Output the data in full. Keep every word exact and exclude the pictures.

┌─ Data records

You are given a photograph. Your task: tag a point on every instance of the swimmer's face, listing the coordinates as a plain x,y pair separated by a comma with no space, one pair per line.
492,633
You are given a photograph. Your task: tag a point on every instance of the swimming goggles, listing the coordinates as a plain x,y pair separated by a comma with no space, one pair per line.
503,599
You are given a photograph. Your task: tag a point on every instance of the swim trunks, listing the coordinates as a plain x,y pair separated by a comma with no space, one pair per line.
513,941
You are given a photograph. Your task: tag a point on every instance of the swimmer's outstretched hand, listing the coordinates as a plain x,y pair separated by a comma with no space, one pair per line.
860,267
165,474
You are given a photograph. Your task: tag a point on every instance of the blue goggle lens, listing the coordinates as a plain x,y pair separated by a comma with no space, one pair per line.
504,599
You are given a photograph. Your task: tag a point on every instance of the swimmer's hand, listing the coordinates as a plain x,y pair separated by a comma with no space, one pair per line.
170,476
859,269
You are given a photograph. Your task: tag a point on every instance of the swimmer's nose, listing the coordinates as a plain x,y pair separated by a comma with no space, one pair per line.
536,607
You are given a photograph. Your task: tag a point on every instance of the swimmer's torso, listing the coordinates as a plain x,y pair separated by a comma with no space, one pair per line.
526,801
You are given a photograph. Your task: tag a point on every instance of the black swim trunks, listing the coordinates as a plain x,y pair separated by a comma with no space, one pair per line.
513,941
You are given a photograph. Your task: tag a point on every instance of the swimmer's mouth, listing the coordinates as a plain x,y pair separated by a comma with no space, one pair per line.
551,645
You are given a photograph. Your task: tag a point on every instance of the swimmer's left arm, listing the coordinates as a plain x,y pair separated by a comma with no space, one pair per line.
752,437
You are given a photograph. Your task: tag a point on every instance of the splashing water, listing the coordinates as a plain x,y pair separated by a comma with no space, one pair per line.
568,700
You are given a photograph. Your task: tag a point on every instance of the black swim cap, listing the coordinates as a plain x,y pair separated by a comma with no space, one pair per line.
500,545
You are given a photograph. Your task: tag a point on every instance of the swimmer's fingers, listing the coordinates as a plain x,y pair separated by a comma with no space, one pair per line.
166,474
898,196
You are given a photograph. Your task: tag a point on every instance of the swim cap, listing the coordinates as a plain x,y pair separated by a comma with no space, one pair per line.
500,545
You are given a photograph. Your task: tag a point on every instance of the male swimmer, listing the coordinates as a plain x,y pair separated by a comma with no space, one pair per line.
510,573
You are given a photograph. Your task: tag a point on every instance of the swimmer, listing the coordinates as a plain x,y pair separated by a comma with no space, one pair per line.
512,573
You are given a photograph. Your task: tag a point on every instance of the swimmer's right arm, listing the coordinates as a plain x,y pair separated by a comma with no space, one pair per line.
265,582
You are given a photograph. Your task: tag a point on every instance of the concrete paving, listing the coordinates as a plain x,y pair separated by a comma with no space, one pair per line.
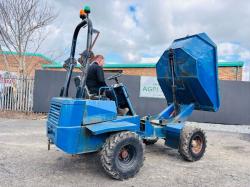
25,161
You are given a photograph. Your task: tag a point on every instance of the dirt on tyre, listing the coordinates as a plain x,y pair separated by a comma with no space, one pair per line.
192,143
122,155
150,141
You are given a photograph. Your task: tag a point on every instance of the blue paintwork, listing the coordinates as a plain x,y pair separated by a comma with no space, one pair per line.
79,126
195,61
113,126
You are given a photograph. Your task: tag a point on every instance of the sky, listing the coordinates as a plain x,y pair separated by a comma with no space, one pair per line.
139,31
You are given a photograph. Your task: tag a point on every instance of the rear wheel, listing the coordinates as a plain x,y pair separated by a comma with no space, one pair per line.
122,155
192,143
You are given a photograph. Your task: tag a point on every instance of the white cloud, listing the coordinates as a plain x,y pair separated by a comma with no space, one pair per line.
157,24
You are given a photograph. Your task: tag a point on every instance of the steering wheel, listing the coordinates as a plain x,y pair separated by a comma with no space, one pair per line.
114,77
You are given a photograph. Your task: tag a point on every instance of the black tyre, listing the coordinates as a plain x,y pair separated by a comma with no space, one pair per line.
192,143
122,155
150,141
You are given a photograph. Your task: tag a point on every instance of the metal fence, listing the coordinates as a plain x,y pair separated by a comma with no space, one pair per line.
16,94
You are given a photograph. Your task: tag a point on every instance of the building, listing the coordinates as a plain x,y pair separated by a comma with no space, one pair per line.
33,61
227,70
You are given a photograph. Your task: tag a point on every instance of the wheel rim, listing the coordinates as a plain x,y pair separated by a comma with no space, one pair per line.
197,144
126,155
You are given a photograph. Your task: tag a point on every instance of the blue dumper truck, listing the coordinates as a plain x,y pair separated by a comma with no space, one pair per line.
187,73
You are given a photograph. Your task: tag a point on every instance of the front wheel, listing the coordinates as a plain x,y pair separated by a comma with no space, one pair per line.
150,141
192,143
122,155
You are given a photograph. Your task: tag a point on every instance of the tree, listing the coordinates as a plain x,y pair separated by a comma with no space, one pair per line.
22,26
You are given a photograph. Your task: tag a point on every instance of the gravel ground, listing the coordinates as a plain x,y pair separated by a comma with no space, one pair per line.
25,161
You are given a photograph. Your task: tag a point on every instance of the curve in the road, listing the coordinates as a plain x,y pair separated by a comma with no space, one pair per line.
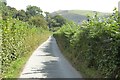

└─

Task result:
You are given a photograph. Your task: tag a point on every instance of the swimmer's face, listing the coordinates as a plain x,y pair separated by a comma with no space, one pair per line.
492,633
You are given a photograph. Your task: tag a point on every instance of the swimming goggles, listing the coordinates as a plain x,y pair separated by a comma with no space, one pair per line.
503,599
You are given a photograph. Your task: tag a point on every instance of the swim trunks, listing the coordinates as a plain x,y pair separated by a comma with no space, one pair per line.
513,941
You are given a photograph. Your task: tag a point on every instance of the swimmer's outstretched hand, listing the coordinates as a plain x,y pair separated by a comma with no space, one pair per line.
860,267
165,474
You are given a photograph. Your task: tag a point on every instance of the blue goggle lens, listing the coordinates as a plain x,y pair separated by a comma with no space, one pair per line.
504,599
You are given a photograph. Your task: tag a point on every instance of the swimmer's hand, listing the coordinates as a plain x,y pair separated by a comma with no space, one pair per line.
170,476
859,269
You are given a photograph. Your task: tag a point on every instance of the swimmer's nose, listing the coordinates as a plain x,y pair separated by a comma with no space, one pair per line.
536,607
You are given a photograph. Your task: tag a point on every instance of the swimmer's torso, listing the coordinates as a plain x,y pair separated by a comma with no space, one pair per line.
526,801
You are given a photograph. Your task: tag a point on every instance of the black swim trunks, listing the coordinates as a plain x,y pair separated by a comma with no space, one pair per line.
513,941
You are given a photograph. Your task: tag a point on every instance of the swimmer's mouth, listing the coordinates as a plain x,y pair separated by a comma with no space, one pair per line.
551,645
You are given a photograph. Your task: tag a point on every instance of the swimmer's left arm, listing the coordinates as a plain x,y pair separated by a comma with no space, one pair per line.
752,437
You are given a photograph. Your task: tag a point on every instance of the splashing water, listing the coordinates as a plain x,y pair separated by a comma with no space, one pair per line.
568,700
You are given a photograph. Your task: tag a point on every instance of the black swim cap, listing the coordinates as a plain x,y pair separated by a comma with no space, one pair per line.
500,545
You are given a photograph. Your task: tag a point on every instance of the swimmer's fingers, listing the coordinates as a plain x,y pair separated by a comma with no space, one pair per line.
166,474
898,196
You are given a photograph. Your task: tag a point on every instance of the swim cap, listing the coordinates as a plain x,y pair separated by a comma with no space, one pair per line.
500,545
You are given a photograph. Your task: tag a point on every instance of the male swimmer, listing the coordinates as a plain x,y pair separated by a comma with no space, one pair per line.
510,573
You are given a photograph. Your task: tag a point on every instance of the swimmer, listing the coordinates as a plain x,y pair separated by a comma with no space, one pair per line.
512,573
You are given a photograph. Your task: tag a point on every instance of the swimmer's right arm, listing the coordinates as a plain x,y pair separated by a comma with no space, one pair per line.
265,582
You are given a photograph. Your task: tag a point on every instance of the concrete paving, listing the coordinates as a plain x,y pair separated by a comma with no space, one pair per line.
25,161
You are given a photograph. Your task: tag a point on every instance of the dirt on tyre, listing the coordinates as a plain x,y pair separated by a comma with no space, one pair per line.
192,143
122,155
150,141
You are given a photograph. Your task: tag a point on every instance of the blue paintwork, listing the coordinates as a plain x,y pair separated by a comma with no space, one pair per line.
79,126
195,61
113,126
You are given a photograph. Your task: tag a point on every instance of the sky, listing the coordinates as a plain x,y pair separated by a comma with no space, one pair per line.
139,31
You are given a photograph. Your task: tag a point on every instance of the rear wheel, listing the coordinates as a plain x,y pair separated by a comma with no space, one pair per line.
122,155
192,143
You are given a photograph. Your task: tag a point on every instance of the white cloud, listing the coordinates as a plain x,y pair separated by a comma with no space, one pair per line.
157,24
You are given a photograph. Your task: tag a point on every instance of the steering wheel, listing the coordinates as a plain x,y pair separated by a comma with no space, one pair per line.
114,77
You are given a photograph. Your task: tag a point on every instance of the black tyre, listing the coordinates as a plain x,y pair separated by a comma with no space, one pair per line.
192,143
122,155
150,141
You are given a photograph. Your task: tag a point on every instance of the metal fence, listing the coordinates as a plain x,y pair separated by a comma with no space, one pair per line.
16,94
You are given a photograph. Your task: tag a point on every instance of the building, listing the coordinates as a plain x,y pair separated by a comma with no space, one pair per line.
33,61
227,70
You are given a photograph. Your task: tag a point on every instance of the wheel rim, listing the coordinates as a plain x,y pair separated by a comma with no space, one pair per line.
197,144
126,155
You are given a photograph. Your task: tag a point on every instance of the blue dumper truck, listing the coordinates as a plain x,y pair separated by a comma with no space, one pair per line.
187,73
You are given a photograph. Your task: tag a point on every instance of the front wheel, listing the coordinates as a plain x,y pair separated by a comma with no space, one pair per line.
150,141
192,143
122,155
You are given a photograph. Your task: tag a point on every instance of the tree, listing the coordinates as a plain x,y pair separated by a comma with no space, one pair per line.
22,26
You are given a photograph. Your task: tag a point on every instance of the gravel ground, listing the coordinates as a plain x,y pair separated by a comma with no space, one pair per line.
25,161
You are given a photograph. Your task: tag a point on every instance of the curve in the road, listing the coordinates as a plain x,y pair separated by a comma with no space, one pair per line.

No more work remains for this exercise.